WORK TO BE COMPLETED:
Reproduce the listing below with "benchmark card" changed to "evaluation sheet" throughout, leaving everything else as it is. Omit the pictures.

'''

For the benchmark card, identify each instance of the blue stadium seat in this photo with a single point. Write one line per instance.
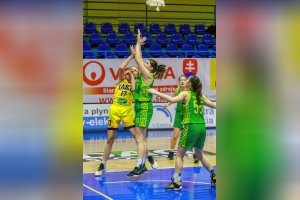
(214, 52)
(177, 39)
(203, 50)
(123, 28)
(95, 39)
(172, 50)
(146, 55)
(90, 27)
(122, 50)
(155, 50)
(181, 56)
(106, 28)
(110, 55)
(192, 39)
(162, 38)
(155, 28)
(184, 29)
(112, 39)
(208, 39)
(103, 49)
(170, 28)
(164, 56)
(148, 42)
(129, 38)
(199, 29)
(188, 50)
(87, 51)
(140, 26)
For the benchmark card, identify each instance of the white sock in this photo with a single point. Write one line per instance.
(177, 177)
(104, 163)
(139, 162)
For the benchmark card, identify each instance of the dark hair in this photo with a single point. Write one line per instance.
(157, 70)
(181, 76)
(196, 87)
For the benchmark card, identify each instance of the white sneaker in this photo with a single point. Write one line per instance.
(153, 162)
(100, 170)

'''

ANSWER IN FULL:
For the evaluation sheet, identify each instance of the blue stadium seat in this photo with a single point. Write one line per instance.
(214, 52)
(177, 39)
(203, 50)
(123, 28)
(95, 39)
(172, 50)
(146, 55)
(90, 27)
(122, 50)
(155, 50)
(181, 56)
(106, 28)
(110, 55)
(192, 39)
(162, 38)
(155, 28)
(184, 29)
(112, 39)
(208, 39)
(103, 49)
(170, 28)
(164, 56)
(148, 42)
(129, 38)
(199, 29)
(188, 50)
(87, 51)
(140, 26)
For the evaluation sheet, identify each instance of the white sock in this photo with a single point. Write one line per instance.
(177, 177)
(104, 163)
(139, 162)
For the evaluation sheet, identify each instance of the dark hair in this photo with a single point. Write one line per instance.
(157, 70)
(181, 76)
(196, 87)
For the evaluation sheet, identify each instance of the white sneaker in this photo with a single point. Write one line per instance.
(153, 162)
(100, 170)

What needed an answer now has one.